— WHAT YOU WILL DO —
Which lines hold the word "badger"? Copy each of them from the material.

______

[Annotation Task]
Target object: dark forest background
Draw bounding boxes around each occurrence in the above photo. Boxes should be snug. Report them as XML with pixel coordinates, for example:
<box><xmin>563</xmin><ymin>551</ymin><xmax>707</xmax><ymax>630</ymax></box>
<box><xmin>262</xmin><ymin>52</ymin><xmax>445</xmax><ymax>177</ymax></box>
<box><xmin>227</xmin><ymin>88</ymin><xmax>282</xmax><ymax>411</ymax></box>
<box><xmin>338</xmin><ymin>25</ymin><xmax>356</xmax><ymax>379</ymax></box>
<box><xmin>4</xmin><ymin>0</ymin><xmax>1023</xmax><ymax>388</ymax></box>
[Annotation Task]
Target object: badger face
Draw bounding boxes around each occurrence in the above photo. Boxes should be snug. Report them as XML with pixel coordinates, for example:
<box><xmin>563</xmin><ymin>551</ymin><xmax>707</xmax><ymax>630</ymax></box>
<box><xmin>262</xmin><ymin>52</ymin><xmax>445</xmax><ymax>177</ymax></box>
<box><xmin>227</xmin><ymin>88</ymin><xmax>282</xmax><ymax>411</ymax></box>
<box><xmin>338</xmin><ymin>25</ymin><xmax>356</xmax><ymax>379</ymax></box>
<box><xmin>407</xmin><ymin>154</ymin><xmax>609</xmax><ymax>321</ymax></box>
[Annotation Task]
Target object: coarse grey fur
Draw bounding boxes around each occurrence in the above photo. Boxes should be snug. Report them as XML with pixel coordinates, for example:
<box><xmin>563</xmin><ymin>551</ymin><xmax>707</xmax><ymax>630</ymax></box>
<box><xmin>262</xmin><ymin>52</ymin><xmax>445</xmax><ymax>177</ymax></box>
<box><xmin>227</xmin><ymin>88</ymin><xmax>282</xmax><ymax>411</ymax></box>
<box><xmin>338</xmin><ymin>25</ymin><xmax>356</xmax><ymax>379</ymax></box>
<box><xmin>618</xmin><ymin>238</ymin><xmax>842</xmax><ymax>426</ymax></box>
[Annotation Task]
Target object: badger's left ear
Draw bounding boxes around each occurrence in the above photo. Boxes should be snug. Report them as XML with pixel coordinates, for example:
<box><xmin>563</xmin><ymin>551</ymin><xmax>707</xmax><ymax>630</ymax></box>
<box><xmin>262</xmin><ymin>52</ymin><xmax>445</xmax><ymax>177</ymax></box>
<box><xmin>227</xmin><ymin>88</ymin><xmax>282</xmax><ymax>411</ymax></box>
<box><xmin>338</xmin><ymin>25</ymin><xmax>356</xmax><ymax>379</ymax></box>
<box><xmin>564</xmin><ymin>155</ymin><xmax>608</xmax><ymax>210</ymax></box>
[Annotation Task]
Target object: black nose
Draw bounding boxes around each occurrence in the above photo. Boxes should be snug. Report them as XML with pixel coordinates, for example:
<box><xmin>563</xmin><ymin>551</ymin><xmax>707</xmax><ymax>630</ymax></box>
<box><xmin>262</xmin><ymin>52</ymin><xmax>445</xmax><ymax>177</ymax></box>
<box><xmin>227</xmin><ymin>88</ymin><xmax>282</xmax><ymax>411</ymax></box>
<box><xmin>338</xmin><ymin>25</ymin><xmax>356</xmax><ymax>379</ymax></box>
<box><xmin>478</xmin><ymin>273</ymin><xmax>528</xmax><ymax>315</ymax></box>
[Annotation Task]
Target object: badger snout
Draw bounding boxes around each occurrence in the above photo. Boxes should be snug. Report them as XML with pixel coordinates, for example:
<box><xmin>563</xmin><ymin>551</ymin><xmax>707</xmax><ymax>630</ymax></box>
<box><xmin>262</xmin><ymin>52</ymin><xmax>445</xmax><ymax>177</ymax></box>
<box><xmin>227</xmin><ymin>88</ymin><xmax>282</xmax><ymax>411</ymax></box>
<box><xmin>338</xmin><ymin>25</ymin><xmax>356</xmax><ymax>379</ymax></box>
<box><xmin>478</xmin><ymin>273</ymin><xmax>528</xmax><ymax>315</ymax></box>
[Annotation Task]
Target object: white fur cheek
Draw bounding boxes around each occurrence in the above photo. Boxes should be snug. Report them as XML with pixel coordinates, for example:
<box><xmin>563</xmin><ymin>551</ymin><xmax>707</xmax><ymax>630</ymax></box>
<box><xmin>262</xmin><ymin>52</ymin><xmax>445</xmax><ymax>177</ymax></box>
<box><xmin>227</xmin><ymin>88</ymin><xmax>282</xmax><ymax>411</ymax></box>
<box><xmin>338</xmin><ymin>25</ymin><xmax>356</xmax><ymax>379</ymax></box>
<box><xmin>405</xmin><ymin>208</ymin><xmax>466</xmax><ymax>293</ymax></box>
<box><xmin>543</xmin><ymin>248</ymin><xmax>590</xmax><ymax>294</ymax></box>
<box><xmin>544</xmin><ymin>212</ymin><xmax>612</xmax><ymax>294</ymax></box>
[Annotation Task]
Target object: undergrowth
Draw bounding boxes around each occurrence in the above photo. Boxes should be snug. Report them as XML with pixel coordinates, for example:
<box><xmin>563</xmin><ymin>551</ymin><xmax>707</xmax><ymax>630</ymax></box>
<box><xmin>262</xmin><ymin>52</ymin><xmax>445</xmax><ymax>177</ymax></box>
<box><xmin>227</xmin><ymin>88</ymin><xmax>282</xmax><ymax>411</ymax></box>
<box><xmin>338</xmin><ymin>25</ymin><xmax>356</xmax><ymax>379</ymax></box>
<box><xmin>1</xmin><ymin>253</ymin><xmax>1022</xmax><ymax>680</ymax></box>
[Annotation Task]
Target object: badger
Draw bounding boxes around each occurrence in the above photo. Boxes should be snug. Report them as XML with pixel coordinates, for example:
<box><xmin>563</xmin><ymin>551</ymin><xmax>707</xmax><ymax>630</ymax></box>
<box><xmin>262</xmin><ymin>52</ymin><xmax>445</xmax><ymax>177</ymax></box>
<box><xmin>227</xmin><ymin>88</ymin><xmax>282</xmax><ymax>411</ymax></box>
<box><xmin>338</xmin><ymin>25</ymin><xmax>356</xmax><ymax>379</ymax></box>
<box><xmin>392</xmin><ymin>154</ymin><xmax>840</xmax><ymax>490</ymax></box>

______

— RESPONSE TO THE TASK —
Target object: badger face
Target object: badger's left ear
Target object: badger snout
Target object: badger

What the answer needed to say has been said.